[Source data]
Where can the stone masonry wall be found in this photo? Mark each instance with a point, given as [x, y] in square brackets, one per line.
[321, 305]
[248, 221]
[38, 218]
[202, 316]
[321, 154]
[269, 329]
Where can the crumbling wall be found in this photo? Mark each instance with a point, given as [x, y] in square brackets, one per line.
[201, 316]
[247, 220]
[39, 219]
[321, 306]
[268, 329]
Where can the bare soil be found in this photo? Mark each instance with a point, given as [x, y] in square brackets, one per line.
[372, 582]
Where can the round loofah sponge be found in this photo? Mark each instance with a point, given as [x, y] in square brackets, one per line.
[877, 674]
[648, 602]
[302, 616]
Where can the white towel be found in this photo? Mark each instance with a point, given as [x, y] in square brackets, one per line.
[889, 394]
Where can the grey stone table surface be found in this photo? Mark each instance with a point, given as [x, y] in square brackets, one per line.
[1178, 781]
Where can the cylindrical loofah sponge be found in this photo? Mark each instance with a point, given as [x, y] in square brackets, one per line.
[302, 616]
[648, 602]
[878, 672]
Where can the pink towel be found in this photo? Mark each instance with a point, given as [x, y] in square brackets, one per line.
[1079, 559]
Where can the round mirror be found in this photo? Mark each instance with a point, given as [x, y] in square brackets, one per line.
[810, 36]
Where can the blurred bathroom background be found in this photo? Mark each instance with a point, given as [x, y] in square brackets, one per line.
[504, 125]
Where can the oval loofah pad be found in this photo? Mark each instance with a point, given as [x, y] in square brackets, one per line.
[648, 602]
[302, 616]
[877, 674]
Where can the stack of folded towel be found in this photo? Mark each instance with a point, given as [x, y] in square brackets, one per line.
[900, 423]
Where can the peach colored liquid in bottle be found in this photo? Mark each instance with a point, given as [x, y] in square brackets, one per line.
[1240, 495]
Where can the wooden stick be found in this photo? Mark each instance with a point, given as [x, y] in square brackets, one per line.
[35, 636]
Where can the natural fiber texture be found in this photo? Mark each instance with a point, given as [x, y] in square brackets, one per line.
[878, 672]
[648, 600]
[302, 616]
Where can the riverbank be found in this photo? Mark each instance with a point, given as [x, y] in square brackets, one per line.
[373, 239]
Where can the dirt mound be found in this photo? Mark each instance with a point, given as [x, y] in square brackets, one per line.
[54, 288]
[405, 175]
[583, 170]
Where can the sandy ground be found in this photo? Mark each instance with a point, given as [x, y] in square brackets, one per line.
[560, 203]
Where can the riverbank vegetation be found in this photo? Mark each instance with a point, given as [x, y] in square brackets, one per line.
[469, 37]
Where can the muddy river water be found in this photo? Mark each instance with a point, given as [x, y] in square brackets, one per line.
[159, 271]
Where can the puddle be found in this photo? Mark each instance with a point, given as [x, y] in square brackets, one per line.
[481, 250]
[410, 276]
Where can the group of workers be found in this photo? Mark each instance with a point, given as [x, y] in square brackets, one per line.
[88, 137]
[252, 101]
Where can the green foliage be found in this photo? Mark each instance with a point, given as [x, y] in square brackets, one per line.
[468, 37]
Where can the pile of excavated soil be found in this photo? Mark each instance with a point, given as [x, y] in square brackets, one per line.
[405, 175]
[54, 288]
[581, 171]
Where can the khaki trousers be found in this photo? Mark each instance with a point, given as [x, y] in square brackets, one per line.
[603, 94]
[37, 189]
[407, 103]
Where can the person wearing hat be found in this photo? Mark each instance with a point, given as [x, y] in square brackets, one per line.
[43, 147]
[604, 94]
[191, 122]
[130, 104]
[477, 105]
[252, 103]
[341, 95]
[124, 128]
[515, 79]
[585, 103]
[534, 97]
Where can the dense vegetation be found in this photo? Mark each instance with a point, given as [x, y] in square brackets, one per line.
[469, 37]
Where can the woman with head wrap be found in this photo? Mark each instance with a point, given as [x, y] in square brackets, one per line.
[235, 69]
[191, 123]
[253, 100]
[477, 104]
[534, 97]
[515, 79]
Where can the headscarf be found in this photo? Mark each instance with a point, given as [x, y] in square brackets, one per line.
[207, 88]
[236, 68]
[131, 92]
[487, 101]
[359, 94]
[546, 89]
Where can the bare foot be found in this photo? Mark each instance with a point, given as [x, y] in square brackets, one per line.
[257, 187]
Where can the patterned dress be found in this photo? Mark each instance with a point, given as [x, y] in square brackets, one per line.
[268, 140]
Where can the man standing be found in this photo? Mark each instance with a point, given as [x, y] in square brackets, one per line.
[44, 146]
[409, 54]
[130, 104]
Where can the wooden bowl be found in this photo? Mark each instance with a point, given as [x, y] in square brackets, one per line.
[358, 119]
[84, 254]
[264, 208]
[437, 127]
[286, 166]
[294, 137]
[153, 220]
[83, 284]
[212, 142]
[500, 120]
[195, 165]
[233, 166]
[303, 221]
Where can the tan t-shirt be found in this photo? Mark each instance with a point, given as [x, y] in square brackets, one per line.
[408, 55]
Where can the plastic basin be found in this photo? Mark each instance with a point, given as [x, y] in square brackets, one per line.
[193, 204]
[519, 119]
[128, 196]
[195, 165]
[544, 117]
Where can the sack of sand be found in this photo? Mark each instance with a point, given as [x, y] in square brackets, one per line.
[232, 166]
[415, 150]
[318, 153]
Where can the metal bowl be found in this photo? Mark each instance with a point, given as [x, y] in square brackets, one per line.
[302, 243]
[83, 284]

* _Work request_: Please give every entry again, precisely as it appears.

* _Answer_:
Where can the stone masonry wall be found in this photo? Mark each instance with a point, given as [x, y] in square brackets, one per line.
[321, 305]
[248, 221]
[38, 218]
[202, 316]
[321, 154]
[269, 329]
Where can the crumbling wall be found in this photo? Mark each instance with a point, given as [x, y] in square brackets, one per line.
[201, 316]
[247, 220]
[39, 219]
[321, 306]
[268, 329]
Where can the bare soil be found in this photo? Mark each instance with a point, given as [x, y] in square brackets, one per line.
[372, 582]
Where can the round loofah sponge be found in this photo? Mark each instance with a point, given as [x, y] in square brackets, one per line.
[877, 674]
[648, 602]
[302, 616]
Where can the white towel be found in this photo? Mark each instance with a point, given as [x, y] in square brackets, one per line.
[889, 394]
Where can the grey stone table surface be found in this photo? Mark each instance with a point, given as [x, y] in square brackets, one per line.
[1178, 781]
Where can the cylindrical loofah sponge be found in this photo? Mark each instance with a point, given as [x, y] in square brackets, one per line.
[302, 616]
[648, 602]
[878, 672]
Where can the pink towel be found in this photo? Mark each instance with a point, given as [x, y] in square brackets, one per line.
[1079, 559]
Where can the round mirror be found in this photo? Mark each instance with a point, given as [x, y] in square brackets, one per line.
[810, 36]
Where can the blurred bathroom background be found in this photo? Mark each instance with a point, given as [x, y] in square brackets, one per line.
[504, 125]
Where can the oval loofah pad be found in this photo? Mark each instance with a point, given as [x, y] in square brackets, one per line.
[648, 602]
[302, 616]
[877, 674]
Where can the stack of folded towel be found in this photo? Mark each instance with a point, given as [x, y] in square brackets, one per line.
[900, 423]
Where can the peach colored liquid in bottle be found in this photo? Mark each instance with a point, given as [x, y] in square brackets, one per line.
[1240, 495]
Where can the wooden stick be found in this photo? Mark each instance with a point, given as [x, y] in square brackets, one per line.
[35, 636]
Where can the natural fiber texture be found in this photo? Mark each instance with a point, given as [x, y] in square brackets, one per line.
[878, 672]
[648, 600]
[302, 616]
Where can the riverbank be found in this photo? Mark each instance with a point, given as [x, y] in square brackets, one per line.
[373, 239]
Where can the dirt mound be found in this photo? Mark each instance with a point, given as [x, y] in square brackets, one per line.
[54, 288]
[405, 175]
[583, 170]
Where can the sandy ground be found in this photo? Mark each instance with a point, given as [x, y] in square brackets, one per line.
[560, 203]
Where can the riverbank vegetation be found in this photo? Mark each instance with a point, given as [x, y] in square brackets, one per line.
[469, 37]
Where can the muddy river water be found in this photo? Mark each instance with a point, given as [x, y] in square brackets, one per line.
[159, 271]
Where can the puddle be found in this photo? Mark each instance with a point, given as [x, y] in square brackets, one per line.
[481, 250]
[410, 276]
Where can the group of workers be found in this photo? Mark each instance with a point, given as [x, y] in square brackets, one per line.
[88, 137]
[252, 101]
Where can the green foliage be found in this photo? Mark each instance with a point, given as [x, y] in square brackets, one per line.
[468, 37]
Where can the pile of excavated soil be found in this photo? Mark each instance with a point, given as [x, y] in square brackets, one per line.
[405, 175]
[54, 288]
[581, 171]
Where can the khaki trousers be found in this photo? Mark each instance with a point, given as [x, y] in square brackets, one per line.
[603, 94]
[37, 189]
[407, 103]
Where can the person wearing hat be found in this photo? Mark each instance with a point, given as [x, y] in square brackets, one per line.
[43, 147]
[604, 94]
[191, 122]
[130, 104]
[477, 105]
[252, 103]
[341, 95]
[124, 128]
[515, 79]
[585, 103]
[534, 97]
Where can the dense vegetation be found in this photo? Mark each instance with a point, given as [x, y] in square brackets, one per line.
[469, 37]
Where can the woman with head wrap be found in this photo? Mark each instance with a point, given as [x, y] in square brackets, one per line.
[235, 69]
[191, 123]
[253, 100]
[477, 104]
[534, 97]
[515, 79]
Where can the headscarf be found in this photo? Mark each instance with a point, given as [x, y] in square brackets, one per line.
[207, 88]
[236, 68]
[131, 92]
[487, 101]
[359, 94]
[546, 89]
Where can the bare foot be found in this photo? Mark each instance with a point, given as [x, y] in square brackets, one per line.
[257, 187]
Where can the patterned dress be found in this photo? Mark each instance with a point, given as [x, y] in square brackets, one per line.
[268, 140]
Where can the man standing be found in this photo? Mark each instance with a point, given as [x, y] in square brackets, one per line.
[44, 146]
[409, 54]
[130, 104]
Where can the wooden bowl be found in this photo? Mark each instance with a point, given as [x, y] in square brackets, one per line.
[358, 119]
[84, 254]
[264, 208]
[437, 127]
[286, 166]
[294, 137]
[153, 220]
[83, 284]
[212, 142]
[500, 120]
[195, 165]
[233, 166]
[303, 221]
Where can the tan t-shirt be found in this photo? Mark each instance with a point, given as [x, y] in square brackets, one per line.
[408, 55]
Where can the plastic basin be found in this photo? Mark each instance with a point, given as [x, y] in square brackets, one per line.
[193, 204]
[519, 119]
[128, 196]
[195, 165]
[544, 117]
Where can the sack of sand be found in this photo? Mark each instance with a point, given as [x, y] in square brackets, one per line.
[232, 166]
[415, 150]
[318, 153]
Where can the metal bowl be found in this photo? Mark each instance with a point, given as [x, y] in square brackets, one per line.
[302, 243]
[83, 284]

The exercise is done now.